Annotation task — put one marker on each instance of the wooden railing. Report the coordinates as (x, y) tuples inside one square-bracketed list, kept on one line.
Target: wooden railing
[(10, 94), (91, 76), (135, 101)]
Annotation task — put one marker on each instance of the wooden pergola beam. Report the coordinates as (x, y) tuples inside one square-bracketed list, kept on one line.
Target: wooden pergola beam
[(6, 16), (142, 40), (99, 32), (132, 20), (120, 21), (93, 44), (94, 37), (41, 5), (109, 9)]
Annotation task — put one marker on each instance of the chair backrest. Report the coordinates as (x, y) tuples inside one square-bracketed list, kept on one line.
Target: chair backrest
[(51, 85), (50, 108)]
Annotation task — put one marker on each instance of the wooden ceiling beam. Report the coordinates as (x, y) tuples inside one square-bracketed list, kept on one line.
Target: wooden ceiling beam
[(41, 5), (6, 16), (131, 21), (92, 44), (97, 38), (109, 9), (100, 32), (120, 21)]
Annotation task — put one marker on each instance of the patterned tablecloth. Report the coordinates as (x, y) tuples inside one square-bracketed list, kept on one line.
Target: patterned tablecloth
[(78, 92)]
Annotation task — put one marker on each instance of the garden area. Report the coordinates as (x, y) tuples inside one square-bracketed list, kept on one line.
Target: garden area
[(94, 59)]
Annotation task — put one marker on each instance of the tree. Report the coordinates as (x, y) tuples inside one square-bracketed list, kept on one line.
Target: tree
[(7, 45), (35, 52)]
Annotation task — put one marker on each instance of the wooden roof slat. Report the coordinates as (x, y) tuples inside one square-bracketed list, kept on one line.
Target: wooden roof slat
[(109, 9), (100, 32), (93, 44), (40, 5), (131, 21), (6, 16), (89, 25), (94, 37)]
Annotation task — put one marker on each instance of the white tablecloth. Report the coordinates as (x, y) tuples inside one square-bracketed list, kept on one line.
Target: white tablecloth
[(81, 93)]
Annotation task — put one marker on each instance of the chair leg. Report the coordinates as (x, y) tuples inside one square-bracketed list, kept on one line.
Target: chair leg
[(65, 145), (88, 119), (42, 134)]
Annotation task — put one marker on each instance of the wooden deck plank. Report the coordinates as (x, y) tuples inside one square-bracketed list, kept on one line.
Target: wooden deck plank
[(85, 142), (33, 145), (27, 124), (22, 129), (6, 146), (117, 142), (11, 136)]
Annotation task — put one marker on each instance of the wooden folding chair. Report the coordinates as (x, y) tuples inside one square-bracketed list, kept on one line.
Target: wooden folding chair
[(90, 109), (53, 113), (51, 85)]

→ Directions for this task
Locate the line that contains "of the tree.", then please quote it and every line after it to the end of the entries above, exactly and with nothing else.

→ The reply
Annotation task — put one marker on each instance of the tree. Report the coordinates as (x, y) tuples inside one square-bracketed list, kept on one line.
Target: tree
[(7, 45), (35, 52)]
Annotation task — put one marker on each instance of the wooden roof slat. Report the coordinates as (x, y) tuples inside one square-bracketed list, kept on one line.
Target: wooden roof slat
[(109, 9), (100, 32), (93, 44), (40, 5), (131, 21), (6, 16), (89, 25), (94, 37)]
Annotation task — put one marker on each instance of the white tablecloth. Report the coordinates as (x, y) tuples inside one square-bracketed list, kept on one line.
Target: white tablecloth
[(81, 93)]
Annotation task — put one marker on each instance of the chair leg. Report the coordinates as (x, y) tuples inside one square-bracketed list, kept on one line.
Target: chair leg
[(65, 145), (88, 119), (42, 134)]
Annotation task — put one marker on each instance of the wooden deck plank. Report the coordinates as (x, y) tuples inside one square-bracketed list, kept on one line.
Target: wooden deck plank
[(85, 142), (33, 145), (27, 124), (22, 129), (6, 146), (117, 142), (11, 136)]
Annotation task — put one marker on each instance of the wooden folding chair. Report the coordinates as (x, y) tuples inside one square-bracketed list, kept on one line.
Target: wooden folding chair
[(90, 109), (53, 113), (51, 85)]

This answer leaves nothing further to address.